# [Selected passage]
*** Block opens ***

A time to throw stones and a time to gather stones;A time to embrace and a time to shun embracing.A time to search and a time to give up as lost...
I bought her a chocolate malt to celebrate the first but the real prize was my sense of relief.
After 14 scary months, months of loss upon loss, could we be getting back the future tense the pandemic stole from us?
For a long while last year I held hope that we could pick up where we left off. Return to school, resume activities, keep events on the calendar. But as one thing after another was canceled (graduation, vacation, book club, enrollment, music theater, holidays), I got the message. The world we knew would no longer exist when we finally caught up.
I'm ready for the losses to stop, if only to give me space to grieve all the things that aren't coming back.
There are people I loved who didn't make it this far, people I mourned alone when I should have been celebrating them with the many who miss them. My trust is damaged; my sense of safety--carved slowly and deliberately over a decade--lies slashed and mangled. I don't know how it can be restored.
But in the last six months my daughter has finally won me over to love Dr. Who (horror, adventure, loss, romance, socially awkward aliens--what's not to like?) and if there's anything we're good at, it's regeneration. Pretty sure I must be 600 years old by now, I've lived so many lives.
Who I'll be next it's too early to tell, but the process is starting as I begin, cautiously, to explore the new post-vaccine world. I'll have the old memories, fresh perspective, and no idea what time means anymore.
One of my first ventures out was a glass weaving class. Four of us, masked, working at separate tables in a spacious room.
I'd never worked with glass before and the breadth of sensations suited me: smooth glass sheets, the tiny-pizza-wheel scoring tool etching a gritty trail, biting the glass between rubber-tipped running pliers, the snap of a clean break, the clink of cut glass shapes in my palm, the whirr of a motor switched on, pressing glass strips against the grinder to wear sharp edges and corners smooth. I was so engrossed I even forgot to be anxious, or hold my breath inside my mask.
To weave the strips for my design, half of them had to soften in the kiln to create waves. Interesting, huh?
I feel like the glass some days: strong, inflexible, sharp, brittle, translucent, slumping where my supports fall away.
This week, when I take my daughter downtown for her shot, we'll stop by the studio to see how my art came out. I can't wait to hang it on my wall as a symbol of new starts and taking new shapes.
Look, I'm using future tenses again! Yippee!

*** Block closes ***

# [Dataset content]
*** Block opens ***

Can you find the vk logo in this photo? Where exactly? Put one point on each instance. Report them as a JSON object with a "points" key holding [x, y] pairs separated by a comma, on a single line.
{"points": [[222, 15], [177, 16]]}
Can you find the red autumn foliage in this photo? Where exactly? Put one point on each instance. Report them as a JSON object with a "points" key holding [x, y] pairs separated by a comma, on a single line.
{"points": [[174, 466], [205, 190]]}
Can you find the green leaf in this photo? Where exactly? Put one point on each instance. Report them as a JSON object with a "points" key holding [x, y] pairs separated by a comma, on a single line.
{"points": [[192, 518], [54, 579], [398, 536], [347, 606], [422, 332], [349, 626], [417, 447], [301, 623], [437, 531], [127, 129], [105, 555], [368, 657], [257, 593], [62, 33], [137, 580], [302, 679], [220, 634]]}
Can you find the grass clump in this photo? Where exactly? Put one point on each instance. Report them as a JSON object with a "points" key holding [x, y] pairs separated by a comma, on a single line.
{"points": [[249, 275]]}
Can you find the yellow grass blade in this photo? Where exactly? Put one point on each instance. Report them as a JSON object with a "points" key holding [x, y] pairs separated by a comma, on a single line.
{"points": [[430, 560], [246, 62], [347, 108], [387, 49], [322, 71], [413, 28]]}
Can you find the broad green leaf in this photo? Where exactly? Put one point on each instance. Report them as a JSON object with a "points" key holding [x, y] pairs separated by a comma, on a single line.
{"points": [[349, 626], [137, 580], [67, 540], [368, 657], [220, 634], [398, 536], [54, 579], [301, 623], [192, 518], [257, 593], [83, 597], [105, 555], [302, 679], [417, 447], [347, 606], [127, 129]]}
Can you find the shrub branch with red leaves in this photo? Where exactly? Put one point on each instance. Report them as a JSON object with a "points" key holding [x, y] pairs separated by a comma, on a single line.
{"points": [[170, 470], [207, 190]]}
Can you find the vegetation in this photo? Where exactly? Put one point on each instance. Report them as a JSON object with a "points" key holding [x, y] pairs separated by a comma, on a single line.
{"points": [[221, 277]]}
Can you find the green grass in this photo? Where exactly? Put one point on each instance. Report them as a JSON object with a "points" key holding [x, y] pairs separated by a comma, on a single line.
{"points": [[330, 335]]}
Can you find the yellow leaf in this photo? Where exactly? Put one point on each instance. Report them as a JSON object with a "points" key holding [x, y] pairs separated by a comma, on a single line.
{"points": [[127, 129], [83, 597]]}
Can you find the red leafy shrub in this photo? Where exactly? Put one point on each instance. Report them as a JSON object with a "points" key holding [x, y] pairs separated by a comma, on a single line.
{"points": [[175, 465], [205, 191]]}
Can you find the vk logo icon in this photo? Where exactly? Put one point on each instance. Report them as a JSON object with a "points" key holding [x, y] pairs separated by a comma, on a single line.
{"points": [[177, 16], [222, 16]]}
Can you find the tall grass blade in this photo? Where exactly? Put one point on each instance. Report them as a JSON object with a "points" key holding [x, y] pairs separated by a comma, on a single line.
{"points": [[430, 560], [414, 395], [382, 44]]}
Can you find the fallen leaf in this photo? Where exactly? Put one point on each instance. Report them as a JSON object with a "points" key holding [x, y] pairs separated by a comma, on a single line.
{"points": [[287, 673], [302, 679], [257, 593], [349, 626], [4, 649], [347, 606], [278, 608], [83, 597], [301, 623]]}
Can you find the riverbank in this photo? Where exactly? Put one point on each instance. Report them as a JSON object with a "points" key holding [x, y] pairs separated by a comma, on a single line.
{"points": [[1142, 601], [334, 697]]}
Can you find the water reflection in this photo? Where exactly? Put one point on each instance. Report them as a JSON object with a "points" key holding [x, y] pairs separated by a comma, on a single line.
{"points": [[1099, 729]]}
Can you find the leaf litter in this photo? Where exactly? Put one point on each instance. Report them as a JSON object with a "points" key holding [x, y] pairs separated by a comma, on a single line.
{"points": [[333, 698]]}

*** Block closes ***

# [What this exercise asks]
**a)** Copy from the post-pandemic essay the part that opens with the words containing "There are people" and closes with "time means anymore.".
**b)** Translate this sentence from the post-pandemic essay into German: "I'm ready for the losses to stop, if only to give me space to grieve all the things that aren't coming back."
**c)** Answer these questions from the post-pandemic essay:
(i) How many months does the writer describe as scary?
(ii) How many people were in the glass weaving class?
(iii) What show did the writer's daughter win the writer over to love?

# [Solutions]
**a)**
There are people I loved who didn't make it this far, people I mourned alone when I should have been celebrating them with the many who miss them. My trust is damaged; my sense of safety--carved slowly and deliberately over a decade--lies slashed and mangled. I don't know how it can be restored.
But in the last six months my daughter has finally won me over to love Dr. Who (horror, adventure, loss, romance, socially awkward aliens--what's not to like?) and if there's anything we're good at, it's regeneration. Pretty sure I must be 600 years old by now, I've lived so many lives.
Who I'll be next it's too early to tell, but the process is starting as I begin, cautiously, to explore the new post-vaccine world. I'll have the old memories, fresh perspective, and no idea what time means anymore.

**b)** Ich bin bereit dafür, dass die Verluste aufhören, und sei es nur, damit ich Raum habe, um all die Dinge zu betrauern, die nicht zurückkommen.

**c)**
(i) 14 months
(ii) Four
(iii) Dr. Who